Dataset entries
- - -

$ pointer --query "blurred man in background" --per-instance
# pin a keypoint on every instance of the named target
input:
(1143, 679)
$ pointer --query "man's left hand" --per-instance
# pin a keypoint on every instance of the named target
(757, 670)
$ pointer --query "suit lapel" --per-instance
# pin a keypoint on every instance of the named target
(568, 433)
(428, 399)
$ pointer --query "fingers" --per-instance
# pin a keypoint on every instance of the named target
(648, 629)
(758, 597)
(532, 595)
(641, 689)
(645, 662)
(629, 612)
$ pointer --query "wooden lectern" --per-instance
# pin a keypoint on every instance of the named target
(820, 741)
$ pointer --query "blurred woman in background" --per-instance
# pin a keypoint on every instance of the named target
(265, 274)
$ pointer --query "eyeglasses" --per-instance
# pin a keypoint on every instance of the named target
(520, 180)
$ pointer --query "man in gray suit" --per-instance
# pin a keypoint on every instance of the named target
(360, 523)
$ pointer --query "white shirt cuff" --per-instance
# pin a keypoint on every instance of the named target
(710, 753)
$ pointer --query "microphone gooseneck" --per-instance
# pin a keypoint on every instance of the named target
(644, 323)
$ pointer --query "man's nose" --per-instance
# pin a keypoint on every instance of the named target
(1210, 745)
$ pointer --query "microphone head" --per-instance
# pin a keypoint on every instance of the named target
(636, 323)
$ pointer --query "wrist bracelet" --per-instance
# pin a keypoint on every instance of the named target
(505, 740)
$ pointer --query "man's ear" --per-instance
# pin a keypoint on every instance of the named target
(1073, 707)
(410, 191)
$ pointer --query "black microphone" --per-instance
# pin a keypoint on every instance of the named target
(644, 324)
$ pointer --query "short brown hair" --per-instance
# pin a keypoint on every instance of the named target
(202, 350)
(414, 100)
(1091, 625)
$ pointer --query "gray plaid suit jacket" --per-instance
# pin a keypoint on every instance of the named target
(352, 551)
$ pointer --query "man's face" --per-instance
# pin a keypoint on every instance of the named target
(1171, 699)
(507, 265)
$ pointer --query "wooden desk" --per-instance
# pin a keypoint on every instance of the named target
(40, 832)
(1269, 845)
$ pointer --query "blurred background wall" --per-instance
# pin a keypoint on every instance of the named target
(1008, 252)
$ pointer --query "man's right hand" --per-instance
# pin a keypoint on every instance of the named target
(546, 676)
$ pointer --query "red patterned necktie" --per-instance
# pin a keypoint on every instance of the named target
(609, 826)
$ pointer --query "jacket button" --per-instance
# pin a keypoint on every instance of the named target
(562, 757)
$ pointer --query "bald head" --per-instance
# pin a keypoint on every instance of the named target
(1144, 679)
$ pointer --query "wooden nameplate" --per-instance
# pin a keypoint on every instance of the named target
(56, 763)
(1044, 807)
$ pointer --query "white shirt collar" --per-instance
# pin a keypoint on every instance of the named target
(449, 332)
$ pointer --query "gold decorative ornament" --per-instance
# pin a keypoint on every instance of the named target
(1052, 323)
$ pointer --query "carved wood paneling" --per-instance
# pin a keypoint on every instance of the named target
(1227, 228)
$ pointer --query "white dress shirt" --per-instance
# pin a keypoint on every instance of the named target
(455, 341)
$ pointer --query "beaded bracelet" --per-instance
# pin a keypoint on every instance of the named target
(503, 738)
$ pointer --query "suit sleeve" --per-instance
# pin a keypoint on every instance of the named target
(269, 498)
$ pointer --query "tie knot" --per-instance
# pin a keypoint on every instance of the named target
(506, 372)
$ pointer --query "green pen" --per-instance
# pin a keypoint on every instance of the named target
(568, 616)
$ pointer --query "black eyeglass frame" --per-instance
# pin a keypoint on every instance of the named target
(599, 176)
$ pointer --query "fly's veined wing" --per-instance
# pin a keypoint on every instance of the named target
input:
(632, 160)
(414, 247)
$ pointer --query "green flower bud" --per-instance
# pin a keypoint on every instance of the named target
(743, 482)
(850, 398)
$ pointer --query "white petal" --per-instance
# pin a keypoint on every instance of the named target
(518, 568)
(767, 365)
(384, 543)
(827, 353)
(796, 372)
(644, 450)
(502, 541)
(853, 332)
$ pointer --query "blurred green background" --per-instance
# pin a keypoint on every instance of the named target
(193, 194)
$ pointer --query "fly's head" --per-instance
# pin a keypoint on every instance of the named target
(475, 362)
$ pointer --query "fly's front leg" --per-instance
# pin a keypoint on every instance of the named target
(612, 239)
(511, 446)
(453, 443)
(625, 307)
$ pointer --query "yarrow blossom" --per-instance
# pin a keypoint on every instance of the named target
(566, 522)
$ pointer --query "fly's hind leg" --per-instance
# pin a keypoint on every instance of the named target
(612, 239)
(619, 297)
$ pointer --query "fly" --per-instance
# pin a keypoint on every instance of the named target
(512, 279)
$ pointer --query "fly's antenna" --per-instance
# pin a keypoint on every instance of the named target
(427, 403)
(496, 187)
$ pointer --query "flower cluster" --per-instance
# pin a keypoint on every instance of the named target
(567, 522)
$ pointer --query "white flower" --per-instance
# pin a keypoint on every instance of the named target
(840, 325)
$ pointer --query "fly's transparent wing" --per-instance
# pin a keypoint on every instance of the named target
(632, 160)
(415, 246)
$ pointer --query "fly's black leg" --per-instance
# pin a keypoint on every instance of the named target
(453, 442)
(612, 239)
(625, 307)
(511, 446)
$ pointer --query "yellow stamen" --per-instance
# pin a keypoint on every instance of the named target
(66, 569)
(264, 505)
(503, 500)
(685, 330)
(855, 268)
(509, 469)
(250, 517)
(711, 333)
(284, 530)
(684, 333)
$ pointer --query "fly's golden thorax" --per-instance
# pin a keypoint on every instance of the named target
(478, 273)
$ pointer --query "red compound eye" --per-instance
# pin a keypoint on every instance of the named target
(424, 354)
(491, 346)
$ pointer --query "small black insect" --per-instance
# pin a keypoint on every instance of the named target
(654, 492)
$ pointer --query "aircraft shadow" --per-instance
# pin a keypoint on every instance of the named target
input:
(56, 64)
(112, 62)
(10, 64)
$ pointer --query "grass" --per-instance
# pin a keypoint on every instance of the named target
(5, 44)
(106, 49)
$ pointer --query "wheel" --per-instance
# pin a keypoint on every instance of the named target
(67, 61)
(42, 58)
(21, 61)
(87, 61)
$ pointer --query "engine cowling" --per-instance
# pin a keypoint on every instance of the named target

- - -

Each line above is to be set down again verbatim.

* RESPONSE *
$ pointer --query "blurred man in background" --per-instance
# pin a keypoint on every instance of the named target
input:
(1143, 679)
$ pointer --query "man's left hand" --per-instance
# pin a keypoint on every instance of the named target
(757, 670)
$ pointer --query "suit lapel" --per-instance
# pin a keypoint on every instance of the named target
(568, 433)
(428, 399)
$ pointer --query "fingers" --per-instance
# pin a keypoint on every instance of the named target
(648, 629)
(758, 597)
(532, 595)
(641, 689)
(645, 662)
(629, 612)
$ pointer --query "wooden lectern" --per-instance
# pin a keypoint on every instance of the named target
(820, 741)
$ pointer --query "blurred woman in background" --per-instance
# pin a keypoint on every instance of the named target
(265, 274)
$ pointer --query "eyeglasses" --per-instance
# pin a keypoint on every instance of the named target
(520, 180)
$ pointer --query "man in gray suit" --per-instance
# pin a keypoint on every instance of the named target
(360, 523)
$ pointer --query "white shirt cuff" --per-instance
# pin a keypoint on every instance of the named target
(710, 753)
$ pointer --query "microphone gooseneck" --per-instance
# pin a keypoint on every instance of the named target
(644, 323)
$ pointer --query "man's nose" --per-instance
# pin a keypoint on every instance of the named target
(1210, 745)
$ pointer --query "microphone head" --per-instance
# pin a keypoint on every instance of the named target
(636, 323)
$ pointer --query "wrist bracelet" --per-instance
# pin a keypoint on every instance of the named target
(505, 740)
$ pointer --query "man's ear" --per-instance
# pin a keypoint on every instance of the named target
(1073, 707)
(410, 191)
$ pointer --query "black microphone" --per-instance
# pin a keypoint on every instance of the named target
(644, 324)
$ pointer --query "short brown hair" --per-instance
# pin a keypoint on every instance of the named target
(202, 350)
(414, 100)
(1091, 625)
$ pointer --query "gray plaid suit jacket" --per-instance
# pin a keypoint on every instance of the named target
(352, 551)
$ pointer --query "man's face" --per-instance
# pin a keypoint on every instance of the named target
(1171, 699)
(507, 265)
$ pointer --query "wooden desk" --per-instance
# pin a keypoint on every instance of the named target
(40, 832)
(1269, 845)
$ pointer --query "blurred background wall" --per-instance
# pin a keypoint on every instance of the named target
(1008, 252)
$ pointer --query "man's right hand" --per-instance
# pin a keypoint on every instance of the named target
(546, 676)
$ pointer --query "red patterned necktie" --per-instance
# pin a keypoint on every instance of the named target
(609, 826)
$ pointer --query "jacket button" --per-instance
# pin a keypoint on every instance of the named target
(562, 757)
$ pointer --query "bald head" --per-instance
# pin a keypoint on every instance of the named target
(1144, 679)
$ pointer --query "wooden nameplate" --per-instance
# pin a keypoint on every instance of the named target
(56, 763)
(1044, 807)
$ pointer --query "white shirt collar" --per-instance
# pin a keypoint on every instance of the named target
(449, 332)
$ pointer --query "gold decorative ornament" --per-instance
# pin a keypoint on every instance of the named target
(1052, 323)
$ pointer --query "carved wood paneling" --per-instance
# pin a keypoint on every instance of the named target
(1227, 228)
$ pointer --query "white dress shirt" --per-instance
# pin a keypoint on every instance of the named target
(455, 341)
$ pointer --query "beaded bracelet" --per-instance
# pin a keypoint on every instance of the named target
(503, 738)
$ pointer --query "suit sleeve" --per-instance
# pin a keypoint on every instance of the named target
(269, 498)
$ pointer --query "tie knot" --per-instance
# pin a keypoint on every instance of the named target
(506, 372)
$ pointer --query "green pen" --per-instance
# pin a keypoint on every instance of the named target
(568, 616)
$ pointer --query "black eyeglass frame" --per-instance
# pin a keypoint on every instance of the named target
(599, 176)
$ pointer --query "fly's veined wing" --per-instance
# pin a keypoint on every instance of the named target
input:
(632, 160)
(414, 247)
$ pointer --query "green flower bud" --per-instance
# pin a keypoint on every instance of the named target
(743, 482)
(850, 398)
$ pointer --query "white petal" --per-instance
# pin a keypoint on every instance of the named target
(518, 568)
(767, 365)
(384, 543)
(827, 353)
(796, 372)
(644, 450)
(502, 541)
(853, 332)
$ pointer --query "blurred green background" --per-instance
# pin a keypoint on every instance of the named target
(193, 194)
$ pointer --query "fly's head" --per-instance
# pin a keypoint on every instance of the named target
(475, 362)
$ pointer --query "fly's front leg" --per-instance
# pin a keypoint on every instance of the named target
(612, 239)
(511, 446)
(453, 443)
(625, 307)
$ pointer --query "yarrow blossom" --per-instance
# pin a keypoint on every instance of the named target
(566, 522)
$ pointer --query "fly's hind leg" --per-instance
# pin a keypoint on every instance of the named target
(612, 239)
(619, 297)
$ pointer --query "fly" --per-instance
# pin a keypoint on every instance of the named target
(512, 279)
$ pointer --query "fly's antenna" --per-instance
# pin a keypoint on every instance of the named target
(427, 403)
(496, 187)
$ pointer --query "flower cluster" --per-instance
# pin a keypoint on every instance of the named target
(567, 522)
$ pointer --query "white flower" --per-instance
# pin a keypoint on every instance of the named target
(840, 325)
$ pointer --query "fly's transparent wing" --per-instance
# pin a keypoint on every instance of the named target
(632, 160)
(415, 246)
$ pointer --query "fly's black leg" --per-instance
# pin a keypoint on every instance of the named target
(453, 442)
(612, 239)
(625, 307)
(511, 446)
$ pointer --query "yellow stamen" --per-instance
# pin a keypoint on every instance of the named target
(66, 569)
(264, 505)
(503, 500)
(685, 330)
(855, 268)
(509, 469)
(250, 517)
(711, 333)
(284, 530)
(684, 333)
$ pointer --query "fly's golden thorax" --per-instance
# pin a keypoint on every instance of the named target
(478, 273)
$ pointer --query "red compound eye" --per-instance
# pin a keypoint on every instance of the named target
(424, 354)
(491, 346)
$ pointer --query "small black insect" --per-instance
# pin a keypoint on every instance of the named target
(654, 492)
$ pointer --query "aircraft shadow" --per-instance
# pin a keypoint on every instance of the named target
input:
(56, 64)
(112, 62)
(10, 64)
$ pointer --query "grass" --per-instance
# pin a keypoint on every instance of the named target
(5, 44)
(106, 49)
$ pointer --query "wheel" --per-instance
# pin a keypoint on every instance of the named target
(67, 61)
(42, 58)
(21, 61)
(87, 61)
$ pointer --query "engine cowling" --per-instance
# pin a keypoint on every instance of the named target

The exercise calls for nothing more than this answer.